*** Opening DATA EXTRACT ***

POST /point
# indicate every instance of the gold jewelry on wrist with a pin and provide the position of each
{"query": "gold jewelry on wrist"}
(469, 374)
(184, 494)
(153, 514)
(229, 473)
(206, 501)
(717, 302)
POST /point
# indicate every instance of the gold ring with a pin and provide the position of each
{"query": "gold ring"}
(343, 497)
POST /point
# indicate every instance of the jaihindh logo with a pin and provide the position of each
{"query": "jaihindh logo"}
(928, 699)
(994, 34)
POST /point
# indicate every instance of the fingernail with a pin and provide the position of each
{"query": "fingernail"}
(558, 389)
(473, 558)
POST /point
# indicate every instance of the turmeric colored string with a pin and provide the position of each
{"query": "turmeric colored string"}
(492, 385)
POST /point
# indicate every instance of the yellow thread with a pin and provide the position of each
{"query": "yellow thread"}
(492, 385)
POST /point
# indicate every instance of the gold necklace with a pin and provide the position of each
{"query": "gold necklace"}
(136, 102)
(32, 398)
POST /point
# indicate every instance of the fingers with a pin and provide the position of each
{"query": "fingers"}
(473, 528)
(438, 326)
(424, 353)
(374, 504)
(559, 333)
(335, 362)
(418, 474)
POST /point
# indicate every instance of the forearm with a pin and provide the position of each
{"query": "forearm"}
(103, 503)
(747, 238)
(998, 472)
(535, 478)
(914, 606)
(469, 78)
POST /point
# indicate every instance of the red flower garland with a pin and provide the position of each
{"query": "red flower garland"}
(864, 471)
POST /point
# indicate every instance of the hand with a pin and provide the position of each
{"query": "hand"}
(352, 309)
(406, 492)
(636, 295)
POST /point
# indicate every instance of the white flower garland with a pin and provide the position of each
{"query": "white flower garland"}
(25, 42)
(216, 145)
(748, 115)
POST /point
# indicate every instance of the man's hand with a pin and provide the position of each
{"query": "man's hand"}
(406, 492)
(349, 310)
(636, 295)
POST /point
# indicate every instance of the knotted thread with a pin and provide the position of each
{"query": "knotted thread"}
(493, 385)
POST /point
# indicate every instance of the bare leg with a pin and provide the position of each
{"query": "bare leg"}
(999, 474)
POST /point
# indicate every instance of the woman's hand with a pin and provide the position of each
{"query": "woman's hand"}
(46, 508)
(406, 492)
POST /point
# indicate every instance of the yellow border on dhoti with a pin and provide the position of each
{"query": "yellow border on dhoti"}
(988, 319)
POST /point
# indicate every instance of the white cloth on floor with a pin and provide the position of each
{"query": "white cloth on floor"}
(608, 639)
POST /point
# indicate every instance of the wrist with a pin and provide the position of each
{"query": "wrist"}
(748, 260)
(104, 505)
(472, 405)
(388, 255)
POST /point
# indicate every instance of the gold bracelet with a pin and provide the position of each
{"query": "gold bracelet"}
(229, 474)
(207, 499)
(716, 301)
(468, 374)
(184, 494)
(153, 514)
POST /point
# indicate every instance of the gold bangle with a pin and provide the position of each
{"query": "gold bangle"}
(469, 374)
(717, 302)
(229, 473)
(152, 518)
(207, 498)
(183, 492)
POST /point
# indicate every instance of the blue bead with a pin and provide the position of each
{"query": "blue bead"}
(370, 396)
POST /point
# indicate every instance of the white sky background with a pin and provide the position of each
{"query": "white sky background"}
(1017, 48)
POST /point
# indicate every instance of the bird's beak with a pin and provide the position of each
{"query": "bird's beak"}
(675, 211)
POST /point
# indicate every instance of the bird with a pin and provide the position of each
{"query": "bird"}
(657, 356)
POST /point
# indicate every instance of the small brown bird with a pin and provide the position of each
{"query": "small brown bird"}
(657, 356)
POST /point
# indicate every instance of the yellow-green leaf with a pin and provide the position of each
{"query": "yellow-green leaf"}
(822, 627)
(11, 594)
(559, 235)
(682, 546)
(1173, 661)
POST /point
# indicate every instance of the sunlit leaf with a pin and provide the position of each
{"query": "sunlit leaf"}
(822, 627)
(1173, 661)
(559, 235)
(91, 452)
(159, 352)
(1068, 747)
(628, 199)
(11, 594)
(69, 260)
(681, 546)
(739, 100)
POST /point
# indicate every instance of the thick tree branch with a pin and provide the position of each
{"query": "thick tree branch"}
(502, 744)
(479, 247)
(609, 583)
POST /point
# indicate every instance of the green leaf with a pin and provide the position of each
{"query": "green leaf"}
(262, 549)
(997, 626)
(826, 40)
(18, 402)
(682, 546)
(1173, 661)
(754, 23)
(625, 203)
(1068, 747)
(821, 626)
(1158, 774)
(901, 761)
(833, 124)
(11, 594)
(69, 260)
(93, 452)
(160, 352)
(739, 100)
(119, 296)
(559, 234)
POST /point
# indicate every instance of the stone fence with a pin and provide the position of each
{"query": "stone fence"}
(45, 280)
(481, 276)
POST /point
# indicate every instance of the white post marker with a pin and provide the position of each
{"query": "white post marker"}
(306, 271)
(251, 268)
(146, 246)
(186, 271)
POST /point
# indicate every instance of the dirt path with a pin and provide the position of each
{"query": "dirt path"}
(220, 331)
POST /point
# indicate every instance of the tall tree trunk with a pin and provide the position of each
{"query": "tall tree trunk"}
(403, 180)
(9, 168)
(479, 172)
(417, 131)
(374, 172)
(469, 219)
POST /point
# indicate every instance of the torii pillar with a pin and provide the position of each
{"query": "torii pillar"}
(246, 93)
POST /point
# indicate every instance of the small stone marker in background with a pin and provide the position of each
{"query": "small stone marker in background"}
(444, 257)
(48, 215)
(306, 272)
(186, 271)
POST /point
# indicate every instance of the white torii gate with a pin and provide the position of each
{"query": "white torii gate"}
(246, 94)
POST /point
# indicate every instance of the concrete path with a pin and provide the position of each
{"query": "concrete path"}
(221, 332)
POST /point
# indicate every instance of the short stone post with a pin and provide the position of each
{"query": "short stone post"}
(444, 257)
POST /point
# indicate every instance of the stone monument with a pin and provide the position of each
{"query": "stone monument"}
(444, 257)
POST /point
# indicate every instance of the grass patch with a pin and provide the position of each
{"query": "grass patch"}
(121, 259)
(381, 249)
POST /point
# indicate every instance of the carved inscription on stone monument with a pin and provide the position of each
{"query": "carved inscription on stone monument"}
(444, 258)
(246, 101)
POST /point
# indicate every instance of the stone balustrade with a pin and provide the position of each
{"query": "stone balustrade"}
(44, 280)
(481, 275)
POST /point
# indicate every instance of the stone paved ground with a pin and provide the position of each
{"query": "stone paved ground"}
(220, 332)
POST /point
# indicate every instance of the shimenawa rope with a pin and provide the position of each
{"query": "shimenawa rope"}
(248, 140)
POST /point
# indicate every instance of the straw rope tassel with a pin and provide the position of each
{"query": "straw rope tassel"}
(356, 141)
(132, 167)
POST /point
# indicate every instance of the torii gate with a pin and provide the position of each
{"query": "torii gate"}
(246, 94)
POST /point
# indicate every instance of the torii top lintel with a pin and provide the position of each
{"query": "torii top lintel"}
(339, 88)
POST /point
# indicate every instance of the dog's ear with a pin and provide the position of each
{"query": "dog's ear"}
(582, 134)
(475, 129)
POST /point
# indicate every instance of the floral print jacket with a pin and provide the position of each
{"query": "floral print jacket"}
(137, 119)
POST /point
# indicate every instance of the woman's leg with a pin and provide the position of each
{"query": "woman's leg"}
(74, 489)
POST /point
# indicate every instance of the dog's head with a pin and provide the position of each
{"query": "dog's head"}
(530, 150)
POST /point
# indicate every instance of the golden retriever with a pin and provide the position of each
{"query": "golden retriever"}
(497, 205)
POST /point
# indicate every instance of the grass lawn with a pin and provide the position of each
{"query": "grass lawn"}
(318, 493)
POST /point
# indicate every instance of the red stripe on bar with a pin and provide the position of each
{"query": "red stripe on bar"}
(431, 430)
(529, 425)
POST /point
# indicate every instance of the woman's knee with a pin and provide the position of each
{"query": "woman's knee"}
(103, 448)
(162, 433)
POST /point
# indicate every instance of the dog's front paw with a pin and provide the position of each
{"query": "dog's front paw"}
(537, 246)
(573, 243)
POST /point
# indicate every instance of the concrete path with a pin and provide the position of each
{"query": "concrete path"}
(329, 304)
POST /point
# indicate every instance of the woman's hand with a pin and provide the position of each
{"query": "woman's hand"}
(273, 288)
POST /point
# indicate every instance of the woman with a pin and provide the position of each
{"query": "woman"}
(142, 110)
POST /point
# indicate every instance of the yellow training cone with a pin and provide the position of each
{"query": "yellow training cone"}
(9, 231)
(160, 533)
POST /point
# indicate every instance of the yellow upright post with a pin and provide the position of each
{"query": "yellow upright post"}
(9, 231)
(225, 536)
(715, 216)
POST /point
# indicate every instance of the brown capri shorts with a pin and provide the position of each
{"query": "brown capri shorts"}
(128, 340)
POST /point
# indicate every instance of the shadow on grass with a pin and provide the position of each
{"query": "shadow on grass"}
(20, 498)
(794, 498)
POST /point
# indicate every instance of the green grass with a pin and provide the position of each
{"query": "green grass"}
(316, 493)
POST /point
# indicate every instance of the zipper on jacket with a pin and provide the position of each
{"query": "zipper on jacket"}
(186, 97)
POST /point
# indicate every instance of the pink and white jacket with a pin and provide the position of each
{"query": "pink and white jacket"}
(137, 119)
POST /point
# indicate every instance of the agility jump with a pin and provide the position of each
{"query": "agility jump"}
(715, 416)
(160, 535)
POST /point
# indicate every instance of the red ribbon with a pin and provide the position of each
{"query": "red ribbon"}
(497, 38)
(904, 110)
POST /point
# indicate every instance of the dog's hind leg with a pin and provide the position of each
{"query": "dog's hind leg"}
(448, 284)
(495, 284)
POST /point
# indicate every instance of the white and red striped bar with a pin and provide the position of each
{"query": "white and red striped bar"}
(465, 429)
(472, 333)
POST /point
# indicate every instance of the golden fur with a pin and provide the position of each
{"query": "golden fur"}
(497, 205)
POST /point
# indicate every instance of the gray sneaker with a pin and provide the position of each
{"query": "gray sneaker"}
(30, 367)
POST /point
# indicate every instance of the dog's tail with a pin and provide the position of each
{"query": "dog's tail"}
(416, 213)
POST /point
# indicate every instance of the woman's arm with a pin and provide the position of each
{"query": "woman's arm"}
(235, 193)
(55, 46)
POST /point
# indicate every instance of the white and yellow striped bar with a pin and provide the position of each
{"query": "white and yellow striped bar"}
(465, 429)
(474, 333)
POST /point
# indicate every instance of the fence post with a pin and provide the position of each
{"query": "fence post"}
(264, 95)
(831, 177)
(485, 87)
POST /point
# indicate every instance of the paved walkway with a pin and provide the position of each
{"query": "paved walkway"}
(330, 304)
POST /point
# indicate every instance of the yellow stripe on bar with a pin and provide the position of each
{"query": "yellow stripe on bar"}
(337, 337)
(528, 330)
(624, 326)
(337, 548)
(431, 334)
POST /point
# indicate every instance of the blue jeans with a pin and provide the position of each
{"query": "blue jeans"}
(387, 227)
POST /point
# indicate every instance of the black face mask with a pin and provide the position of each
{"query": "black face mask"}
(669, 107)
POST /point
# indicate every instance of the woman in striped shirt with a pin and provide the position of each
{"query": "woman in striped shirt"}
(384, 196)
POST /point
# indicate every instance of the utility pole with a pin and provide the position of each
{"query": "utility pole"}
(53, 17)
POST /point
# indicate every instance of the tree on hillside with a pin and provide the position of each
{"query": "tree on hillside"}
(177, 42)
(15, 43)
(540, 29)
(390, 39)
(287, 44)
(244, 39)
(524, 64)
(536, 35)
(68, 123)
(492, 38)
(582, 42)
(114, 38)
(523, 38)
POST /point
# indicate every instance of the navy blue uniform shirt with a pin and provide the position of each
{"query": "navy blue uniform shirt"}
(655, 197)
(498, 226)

*** Closing DATA EXTRACT ***

Nothing but the lines from the top of the entries above through the line with "# indicate every instance of the red flower" should be set down, each exactly as written.

POST /point
# indicate every instance of the gold jewelry on wrist with a pin and provide the position of each
{"query": "gold jewelry on wrist"}
(469, 374)
(184, 494)
(153, 514)
(229, 473)
(206, 501)
(717, 302)
POST /point
# indicate every instance of the gold ring with a pin and provide the position of each
{"query": "gold ring"}
(343, 497)
POST /point
# indicate every instance of the jaihindh logo with a pin and provide the position of each
{"query": "jaihindh logo"}
(928, 699)
(994, 34)
POST /point
# indicate every instance of the fingernail with a pin and provide the position of each
{"query": "fingernail"}
(558, 389)
(473, 558)
POST /point
# indicate every instance of the turmeric colored string with a pin and provide the position of each
{"query": "turmeric colored string"}
(492, 385)
POST /point
# indicate every instance of the yellow thread with a pin and provide the position of each
{"query": "yellow thread"}
(492, 385)
POST /point
# indicate every instance of the gold necklace with a pin and provide the position of each
{"query": "gold necklace"}
(136, 102)
(32, 398)
POST /point
# indicate every instance of the fingers with a pin and provide the position of each
{"query": "fingers"}
(473, 528)
(438, 326)
(424, 353)
(374, 504)
(559, 333)
(335, 362)
(418, 474)
POST /point
# indicate every instance of the forearm with a pin and provide the position of each
{"query": "forearm"}
(103, 503)
(747, 238)
(998, 472)
(535, 478)
(914, 606)
(469, 78)
POST /point
# indicate every instance of the red flower garland with a pin and provide the position of each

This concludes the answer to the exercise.